- **Required tasks**:
- A) In the text on the Mac Craith surname, rewrite the paragraph beginning "The Meic Craith of Thomond" as a short bulleted list that keeps its main facts.
- B) According to the text on the Mac Craith surname, where were the members of the second Mac Craith family natives of?
- C) Reproduce the text on the Mac Craith surname from "Mac Craith (Meic" to "in medieval Ireland.", substituting "Gaelic" for "Irish".

- **Document section**:
Mac Craith (Meic Craith, plural form) is an Irish surname, one branch of which is rendered McGrath.

Alternate forms
Among many alternate forms are McCragh, Crah, Crow and Crowe. Some of the forms may link the Mac Craith name to the ancestral name MacConcrada.

Historical mentions
At least two distinct families named Mac Craith lived in medieval Ireland.

The Meic Craith of Thomond were a learned family with close ties to Clare Abbey, an Augustinian foundation. They were historians and poets of the Uí Bhriain kings and earls of Thomond.

Another family of the name, not known to be related, were natives of Termon McGrath, Lough Erne.

Dataset excerpt:
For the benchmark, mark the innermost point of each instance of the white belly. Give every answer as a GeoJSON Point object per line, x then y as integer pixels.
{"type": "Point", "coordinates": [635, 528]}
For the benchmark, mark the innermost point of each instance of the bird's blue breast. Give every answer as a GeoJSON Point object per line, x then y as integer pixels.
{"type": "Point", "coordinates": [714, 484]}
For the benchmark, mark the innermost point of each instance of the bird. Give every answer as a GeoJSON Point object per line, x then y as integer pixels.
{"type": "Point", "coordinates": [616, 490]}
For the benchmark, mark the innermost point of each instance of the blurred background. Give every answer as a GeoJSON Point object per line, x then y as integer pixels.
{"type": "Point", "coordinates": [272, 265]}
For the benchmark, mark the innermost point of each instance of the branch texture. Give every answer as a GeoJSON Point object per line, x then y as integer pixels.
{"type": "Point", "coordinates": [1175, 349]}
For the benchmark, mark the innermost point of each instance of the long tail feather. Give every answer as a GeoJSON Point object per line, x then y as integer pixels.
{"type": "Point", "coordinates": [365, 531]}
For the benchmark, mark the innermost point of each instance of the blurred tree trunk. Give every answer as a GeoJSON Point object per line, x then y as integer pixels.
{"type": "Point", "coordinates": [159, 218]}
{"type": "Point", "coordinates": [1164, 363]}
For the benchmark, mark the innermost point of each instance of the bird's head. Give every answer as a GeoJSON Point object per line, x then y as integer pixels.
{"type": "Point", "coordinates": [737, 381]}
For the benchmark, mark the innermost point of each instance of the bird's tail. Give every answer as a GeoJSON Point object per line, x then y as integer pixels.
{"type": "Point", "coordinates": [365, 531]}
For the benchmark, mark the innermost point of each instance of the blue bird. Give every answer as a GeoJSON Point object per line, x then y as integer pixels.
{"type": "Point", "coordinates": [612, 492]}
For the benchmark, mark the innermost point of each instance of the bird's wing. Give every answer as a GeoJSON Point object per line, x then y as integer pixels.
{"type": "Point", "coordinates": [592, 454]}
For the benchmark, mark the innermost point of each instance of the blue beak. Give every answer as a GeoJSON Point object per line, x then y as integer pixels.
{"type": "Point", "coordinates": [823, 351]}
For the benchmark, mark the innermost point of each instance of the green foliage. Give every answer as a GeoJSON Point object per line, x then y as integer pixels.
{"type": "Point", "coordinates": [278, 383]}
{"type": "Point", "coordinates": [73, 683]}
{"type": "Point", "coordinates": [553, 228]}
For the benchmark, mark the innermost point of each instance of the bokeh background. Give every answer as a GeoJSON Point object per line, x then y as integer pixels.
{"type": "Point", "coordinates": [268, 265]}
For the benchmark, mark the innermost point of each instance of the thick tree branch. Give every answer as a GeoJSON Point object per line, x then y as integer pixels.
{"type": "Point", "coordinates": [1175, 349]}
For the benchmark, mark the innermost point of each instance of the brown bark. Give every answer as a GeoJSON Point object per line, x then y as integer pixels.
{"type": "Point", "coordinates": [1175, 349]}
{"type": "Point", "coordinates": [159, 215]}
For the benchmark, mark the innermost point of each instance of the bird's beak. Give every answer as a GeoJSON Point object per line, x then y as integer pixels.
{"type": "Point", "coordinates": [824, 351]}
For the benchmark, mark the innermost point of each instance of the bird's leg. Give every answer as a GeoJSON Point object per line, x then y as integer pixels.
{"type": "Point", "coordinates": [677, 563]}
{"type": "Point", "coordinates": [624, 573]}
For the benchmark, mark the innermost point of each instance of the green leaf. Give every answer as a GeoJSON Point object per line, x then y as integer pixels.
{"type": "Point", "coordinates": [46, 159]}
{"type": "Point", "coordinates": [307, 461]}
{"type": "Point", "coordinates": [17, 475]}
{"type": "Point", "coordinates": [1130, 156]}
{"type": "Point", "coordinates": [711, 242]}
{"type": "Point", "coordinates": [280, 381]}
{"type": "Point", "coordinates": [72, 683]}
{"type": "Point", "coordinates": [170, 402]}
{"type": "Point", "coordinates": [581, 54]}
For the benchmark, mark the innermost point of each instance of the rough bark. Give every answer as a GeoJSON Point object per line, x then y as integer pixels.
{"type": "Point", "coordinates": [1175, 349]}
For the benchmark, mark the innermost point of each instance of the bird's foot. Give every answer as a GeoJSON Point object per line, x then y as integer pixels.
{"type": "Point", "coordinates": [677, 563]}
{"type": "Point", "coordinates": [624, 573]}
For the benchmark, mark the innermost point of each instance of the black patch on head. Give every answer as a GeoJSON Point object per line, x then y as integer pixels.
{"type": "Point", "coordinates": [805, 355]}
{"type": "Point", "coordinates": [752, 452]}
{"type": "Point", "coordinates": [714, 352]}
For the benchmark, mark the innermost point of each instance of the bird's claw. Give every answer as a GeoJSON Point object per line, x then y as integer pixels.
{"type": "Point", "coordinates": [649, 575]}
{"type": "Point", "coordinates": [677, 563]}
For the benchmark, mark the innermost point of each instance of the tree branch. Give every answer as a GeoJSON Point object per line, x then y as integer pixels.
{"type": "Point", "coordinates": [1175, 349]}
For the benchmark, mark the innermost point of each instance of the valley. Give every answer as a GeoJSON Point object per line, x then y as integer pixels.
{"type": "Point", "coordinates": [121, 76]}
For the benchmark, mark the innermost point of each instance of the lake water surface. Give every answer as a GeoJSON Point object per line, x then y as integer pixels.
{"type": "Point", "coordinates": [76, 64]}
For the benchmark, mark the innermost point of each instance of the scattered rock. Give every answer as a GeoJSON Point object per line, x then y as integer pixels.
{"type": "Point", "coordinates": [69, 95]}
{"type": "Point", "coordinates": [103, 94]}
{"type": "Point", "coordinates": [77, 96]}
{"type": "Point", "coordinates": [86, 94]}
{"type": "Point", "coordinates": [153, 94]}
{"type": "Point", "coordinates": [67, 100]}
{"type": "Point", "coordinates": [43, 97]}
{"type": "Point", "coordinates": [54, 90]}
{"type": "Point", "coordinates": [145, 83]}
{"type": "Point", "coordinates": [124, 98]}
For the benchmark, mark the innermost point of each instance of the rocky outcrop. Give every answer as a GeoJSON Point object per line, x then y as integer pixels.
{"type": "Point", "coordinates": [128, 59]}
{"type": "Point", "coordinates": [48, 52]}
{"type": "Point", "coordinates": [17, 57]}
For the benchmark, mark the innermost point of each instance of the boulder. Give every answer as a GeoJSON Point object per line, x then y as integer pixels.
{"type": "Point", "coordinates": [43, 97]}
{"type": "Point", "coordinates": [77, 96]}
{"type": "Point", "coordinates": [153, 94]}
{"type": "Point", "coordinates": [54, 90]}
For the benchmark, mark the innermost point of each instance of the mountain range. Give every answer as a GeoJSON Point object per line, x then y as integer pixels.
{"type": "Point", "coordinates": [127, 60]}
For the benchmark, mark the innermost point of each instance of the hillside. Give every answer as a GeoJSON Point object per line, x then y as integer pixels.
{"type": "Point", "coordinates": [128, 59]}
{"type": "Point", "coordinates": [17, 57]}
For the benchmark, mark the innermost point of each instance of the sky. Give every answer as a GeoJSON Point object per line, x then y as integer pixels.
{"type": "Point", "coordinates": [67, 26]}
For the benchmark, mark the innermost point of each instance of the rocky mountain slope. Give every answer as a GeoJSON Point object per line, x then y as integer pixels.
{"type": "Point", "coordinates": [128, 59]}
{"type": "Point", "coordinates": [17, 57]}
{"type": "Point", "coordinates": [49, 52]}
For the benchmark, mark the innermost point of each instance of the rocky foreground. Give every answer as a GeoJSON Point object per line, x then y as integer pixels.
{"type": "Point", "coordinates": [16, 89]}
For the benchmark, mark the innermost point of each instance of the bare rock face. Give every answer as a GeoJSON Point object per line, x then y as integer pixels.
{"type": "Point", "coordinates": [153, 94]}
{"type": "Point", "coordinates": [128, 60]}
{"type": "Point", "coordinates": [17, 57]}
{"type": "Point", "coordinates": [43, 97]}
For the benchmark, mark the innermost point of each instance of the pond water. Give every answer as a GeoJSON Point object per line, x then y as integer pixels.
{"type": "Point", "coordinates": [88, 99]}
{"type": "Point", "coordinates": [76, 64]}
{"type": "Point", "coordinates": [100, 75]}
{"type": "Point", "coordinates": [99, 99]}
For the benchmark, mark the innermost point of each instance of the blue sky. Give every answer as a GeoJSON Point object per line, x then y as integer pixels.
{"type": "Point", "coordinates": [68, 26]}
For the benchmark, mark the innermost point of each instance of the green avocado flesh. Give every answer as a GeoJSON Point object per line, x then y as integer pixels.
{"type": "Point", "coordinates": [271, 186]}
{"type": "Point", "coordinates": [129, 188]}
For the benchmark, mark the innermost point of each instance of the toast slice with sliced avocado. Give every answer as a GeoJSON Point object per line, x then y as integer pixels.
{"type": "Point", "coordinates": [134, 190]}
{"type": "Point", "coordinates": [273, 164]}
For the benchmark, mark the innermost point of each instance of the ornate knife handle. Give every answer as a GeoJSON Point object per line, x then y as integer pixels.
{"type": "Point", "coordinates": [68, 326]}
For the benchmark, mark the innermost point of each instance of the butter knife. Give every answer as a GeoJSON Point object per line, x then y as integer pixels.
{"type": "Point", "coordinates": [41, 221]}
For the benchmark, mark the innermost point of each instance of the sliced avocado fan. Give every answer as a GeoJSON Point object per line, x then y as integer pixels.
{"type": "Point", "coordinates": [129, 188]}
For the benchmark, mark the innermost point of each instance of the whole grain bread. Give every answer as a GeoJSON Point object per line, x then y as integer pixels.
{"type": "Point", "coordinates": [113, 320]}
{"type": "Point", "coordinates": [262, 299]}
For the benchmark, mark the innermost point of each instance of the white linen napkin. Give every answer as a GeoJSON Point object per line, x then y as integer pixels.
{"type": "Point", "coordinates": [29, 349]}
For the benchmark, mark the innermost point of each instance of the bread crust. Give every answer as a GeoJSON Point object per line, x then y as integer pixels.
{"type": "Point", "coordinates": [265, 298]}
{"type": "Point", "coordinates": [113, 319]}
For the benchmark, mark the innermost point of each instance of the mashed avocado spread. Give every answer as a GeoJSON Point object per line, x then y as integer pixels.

- **Answers below**:
- A)
- A learned family of Thomond
- Closely tied to Clare Abbey, an Augustinian foundation
- Historians and poets to the Uí Bhriain kings and earls of Thomond

- B) They were natives of Termon McGrath, Lough Erne.

- C)
Mac Craith (Meic Craith, plural form) is an Gaelic surname, one branch of which is rendered McGrath.

Alternate forms
Among many alternate forms are McCragh, Crah, Crow and Crowe. Some of the forms may link the Mac Craith name to the ancestral name MacConcrada.

Historical mentions
At least two distinct families named Mac Craith lived in medieval Ireland.